>>
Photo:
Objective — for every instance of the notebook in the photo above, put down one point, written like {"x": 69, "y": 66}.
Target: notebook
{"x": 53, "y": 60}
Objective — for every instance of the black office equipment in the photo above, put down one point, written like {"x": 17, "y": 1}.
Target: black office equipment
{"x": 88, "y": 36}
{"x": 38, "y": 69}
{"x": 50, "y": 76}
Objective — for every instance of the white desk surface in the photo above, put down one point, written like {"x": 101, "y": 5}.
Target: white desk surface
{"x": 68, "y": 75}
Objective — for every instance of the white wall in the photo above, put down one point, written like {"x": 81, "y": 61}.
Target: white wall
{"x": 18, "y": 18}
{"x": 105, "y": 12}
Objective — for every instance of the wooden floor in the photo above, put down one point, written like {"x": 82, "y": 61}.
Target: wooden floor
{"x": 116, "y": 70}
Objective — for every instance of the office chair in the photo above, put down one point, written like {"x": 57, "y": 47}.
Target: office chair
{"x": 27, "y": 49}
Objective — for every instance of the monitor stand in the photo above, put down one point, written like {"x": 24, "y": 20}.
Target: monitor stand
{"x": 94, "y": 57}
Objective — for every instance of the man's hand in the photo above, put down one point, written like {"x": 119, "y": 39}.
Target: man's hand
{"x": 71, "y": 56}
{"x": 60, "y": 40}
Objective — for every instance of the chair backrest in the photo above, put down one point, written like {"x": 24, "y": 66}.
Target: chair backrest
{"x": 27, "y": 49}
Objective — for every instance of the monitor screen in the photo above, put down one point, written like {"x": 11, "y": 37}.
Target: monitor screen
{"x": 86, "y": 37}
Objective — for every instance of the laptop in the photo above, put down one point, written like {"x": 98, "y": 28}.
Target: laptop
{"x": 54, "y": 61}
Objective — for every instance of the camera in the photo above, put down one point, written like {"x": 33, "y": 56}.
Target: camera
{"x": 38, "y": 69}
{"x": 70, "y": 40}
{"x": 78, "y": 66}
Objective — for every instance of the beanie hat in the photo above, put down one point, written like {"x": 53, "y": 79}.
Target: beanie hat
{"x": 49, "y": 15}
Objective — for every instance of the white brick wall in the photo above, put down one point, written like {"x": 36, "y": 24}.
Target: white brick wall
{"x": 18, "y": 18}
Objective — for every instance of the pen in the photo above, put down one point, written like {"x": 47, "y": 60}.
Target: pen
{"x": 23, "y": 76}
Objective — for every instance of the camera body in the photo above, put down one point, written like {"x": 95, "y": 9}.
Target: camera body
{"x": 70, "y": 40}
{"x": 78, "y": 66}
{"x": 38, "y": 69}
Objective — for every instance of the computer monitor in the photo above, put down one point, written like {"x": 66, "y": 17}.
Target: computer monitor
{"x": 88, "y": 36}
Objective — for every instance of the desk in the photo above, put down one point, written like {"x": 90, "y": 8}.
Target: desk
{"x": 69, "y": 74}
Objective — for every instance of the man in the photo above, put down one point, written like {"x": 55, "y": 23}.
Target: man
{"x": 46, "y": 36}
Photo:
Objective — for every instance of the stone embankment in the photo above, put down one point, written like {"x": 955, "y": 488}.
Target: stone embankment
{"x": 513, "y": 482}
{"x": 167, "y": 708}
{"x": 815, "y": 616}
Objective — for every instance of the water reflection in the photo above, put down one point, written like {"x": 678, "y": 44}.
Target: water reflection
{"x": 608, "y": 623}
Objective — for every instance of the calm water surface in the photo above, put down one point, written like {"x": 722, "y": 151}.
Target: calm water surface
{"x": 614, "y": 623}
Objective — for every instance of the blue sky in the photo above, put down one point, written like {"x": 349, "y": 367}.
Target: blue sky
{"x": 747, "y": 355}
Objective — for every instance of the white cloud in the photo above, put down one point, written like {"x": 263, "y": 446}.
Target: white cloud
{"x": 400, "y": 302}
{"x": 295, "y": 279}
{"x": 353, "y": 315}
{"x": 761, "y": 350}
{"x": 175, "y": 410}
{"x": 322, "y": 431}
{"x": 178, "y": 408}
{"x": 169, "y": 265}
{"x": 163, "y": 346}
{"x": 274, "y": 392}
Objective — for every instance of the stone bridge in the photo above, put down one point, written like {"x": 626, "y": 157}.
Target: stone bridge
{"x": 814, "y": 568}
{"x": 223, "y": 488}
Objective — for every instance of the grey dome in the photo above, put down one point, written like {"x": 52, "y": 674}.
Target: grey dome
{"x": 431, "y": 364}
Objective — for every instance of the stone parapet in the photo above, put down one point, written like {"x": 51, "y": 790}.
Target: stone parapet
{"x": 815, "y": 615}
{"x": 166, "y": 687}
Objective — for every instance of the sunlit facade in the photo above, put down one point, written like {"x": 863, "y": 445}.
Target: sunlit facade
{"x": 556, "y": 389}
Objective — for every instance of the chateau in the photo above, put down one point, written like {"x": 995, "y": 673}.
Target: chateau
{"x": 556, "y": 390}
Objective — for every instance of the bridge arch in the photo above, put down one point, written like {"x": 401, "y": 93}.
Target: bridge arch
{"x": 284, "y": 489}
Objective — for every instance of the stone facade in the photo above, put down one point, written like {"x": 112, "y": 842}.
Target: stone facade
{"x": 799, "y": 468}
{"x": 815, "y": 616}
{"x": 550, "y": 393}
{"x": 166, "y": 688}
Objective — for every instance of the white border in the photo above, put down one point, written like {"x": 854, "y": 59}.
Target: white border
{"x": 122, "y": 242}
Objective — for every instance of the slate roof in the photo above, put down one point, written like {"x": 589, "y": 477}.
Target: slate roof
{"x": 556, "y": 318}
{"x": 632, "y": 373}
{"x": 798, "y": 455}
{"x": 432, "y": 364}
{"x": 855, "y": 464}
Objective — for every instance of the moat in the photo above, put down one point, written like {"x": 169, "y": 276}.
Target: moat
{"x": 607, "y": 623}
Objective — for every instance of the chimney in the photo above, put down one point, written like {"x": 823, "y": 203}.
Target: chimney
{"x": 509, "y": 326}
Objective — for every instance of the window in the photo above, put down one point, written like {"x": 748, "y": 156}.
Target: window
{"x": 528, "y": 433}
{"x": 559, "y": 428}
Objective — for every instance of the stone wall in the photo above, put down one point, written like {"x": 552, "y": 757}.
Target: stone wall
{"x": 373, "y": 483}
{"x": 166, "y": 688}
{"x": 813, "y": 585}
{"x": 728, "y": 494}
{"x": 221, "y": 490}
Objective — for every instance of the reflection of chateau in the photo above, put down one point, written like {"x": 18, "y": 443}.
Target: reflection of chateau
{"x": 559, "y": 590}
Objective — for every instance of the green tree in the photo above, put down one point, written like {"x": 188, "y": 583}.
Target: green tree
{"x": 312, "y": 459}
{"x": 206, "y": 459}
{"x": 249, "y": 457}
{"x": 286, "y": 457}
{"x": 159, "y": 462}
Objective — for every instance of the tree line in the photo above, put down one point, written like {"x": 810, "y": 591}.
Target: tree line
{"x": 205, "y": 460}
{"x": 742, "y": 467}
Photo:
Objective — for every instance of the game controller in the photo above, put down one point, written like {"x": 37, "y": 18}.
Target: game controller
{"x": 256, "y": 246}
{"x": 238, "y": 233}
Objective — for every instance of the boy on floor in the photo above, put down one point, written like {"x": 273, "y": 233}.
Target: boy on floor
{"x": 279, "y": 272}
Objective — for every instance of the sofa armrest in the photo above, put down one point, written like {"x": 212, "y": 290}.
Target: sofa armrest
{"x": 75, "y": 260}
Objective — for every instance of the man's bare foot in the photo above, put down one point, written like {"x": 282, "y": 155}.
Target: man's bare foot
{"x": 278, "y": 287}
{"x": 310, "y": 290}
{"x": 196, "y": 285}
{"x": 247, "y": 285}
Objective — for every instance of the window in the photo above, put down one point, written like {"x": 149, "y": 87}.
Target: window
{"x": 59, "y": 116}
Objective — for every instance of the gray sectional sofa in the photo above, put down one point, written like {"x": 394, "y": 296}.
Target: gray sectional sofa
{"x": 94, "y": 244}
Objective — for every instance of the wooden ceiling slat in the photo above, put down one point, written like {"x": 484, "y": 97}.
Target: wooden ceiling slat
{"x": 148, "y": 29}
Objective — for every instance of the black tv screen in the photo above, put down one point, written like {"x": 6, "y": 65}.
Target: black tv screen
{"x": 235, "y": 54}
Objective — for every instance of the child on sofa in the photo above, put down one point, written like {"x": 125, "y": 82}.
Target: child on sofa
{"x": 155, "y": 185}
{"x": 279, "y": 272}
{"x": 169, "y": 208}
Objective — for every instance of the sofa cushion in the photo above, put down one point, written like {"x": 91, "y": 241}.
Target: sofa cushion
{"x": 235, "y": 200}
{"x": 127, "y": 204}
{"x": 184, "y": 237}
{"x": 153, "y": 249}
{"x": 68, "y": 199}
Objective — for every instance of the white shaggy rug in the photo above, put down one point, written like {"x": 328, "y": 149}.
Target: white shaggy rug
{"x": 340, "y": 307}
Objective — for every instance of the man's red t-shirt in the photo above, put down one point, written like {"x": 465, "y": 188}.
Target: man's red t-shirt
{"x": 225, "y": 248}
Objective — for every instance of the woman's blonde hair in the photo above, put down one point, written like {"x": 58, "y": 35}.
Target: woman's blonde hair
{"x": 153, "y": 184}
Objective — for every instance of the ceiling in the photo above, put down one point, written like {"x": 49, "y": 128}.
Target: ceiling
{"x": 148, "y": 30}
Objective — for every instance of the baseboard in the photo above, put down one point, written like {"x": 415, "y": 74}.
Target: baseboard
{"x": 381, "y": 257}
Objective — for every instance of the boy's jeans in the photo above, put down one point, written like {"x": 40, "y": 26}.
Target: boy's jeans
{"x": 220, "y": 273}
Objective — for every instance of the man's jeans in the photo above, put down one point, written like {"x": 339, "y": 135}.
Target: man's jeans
<<
### Task description:
In the listing above, find the line with "Target: white brick wall" and the line with "Objective — for every instance of the white cloud". Output those two lines and every line between them, exactly as written.

### Answer for the task:
Target: white brick wall
{"x": 18, "y": 18}
Objective — for every instance of the pen in the photo above, put down one point, written like {"x": 47, "y": 60}.
Target: pen
{"x": 23, "y": 76}
Objective — for every instance of the camera body in the photo above, put down one point, written like {"x": 95, "y": 9}.
Target: camera body
{"x": 70, "y": 40}
{"x": 78, "y": 66}
{"x": 38, "y": 69}
Objective — for every instance of the computer monitor in the photo above, put down one point, written like {"x": 66, "y": 17}.
Target: computer monitor
{"x": 88, "y": 36}
Objective — for every instance of the desk in the photo above, put down one point, written like {"x": 90, "y": 8}.
Target: desk
{"x": 69, "y": 74}
Objective — for every instance of the man in the photo above, put down one point, written like {"x": 55, "y": 23}.
Target: man
{"x": 46, "y": 36}
Photo:
Objective — for every instance of the stone embankment in the photo above, put down one point, written like {"x": 955, "y": 488}.
Target: stone embankment
{"x": 513, "y": 482}
{"x": 167, "y": 708}
{"x": 815, "y": 616}
Objective — for every instance of the water reflection in the photo above, put down one point, written like {"x": 678, "y": 44}.
Target: water reflection
{"x": 608, "y": 623}
Objective — for every instance of the calm water surface in the photo above, put down one point, written like {"x": 722, "y": 151}.
Target: calm water surface
{"x": 614, "y": 623}
Objective — for every instance of the blue sky in the photo above, put down one point, written like {"x": 349, "y": 367}.
Target: blue sky
{"x": 747, "y": 355}
Objective — for every instance of the white cloud in the photo above, put down one point, written like {"x": 263, "y": 446}.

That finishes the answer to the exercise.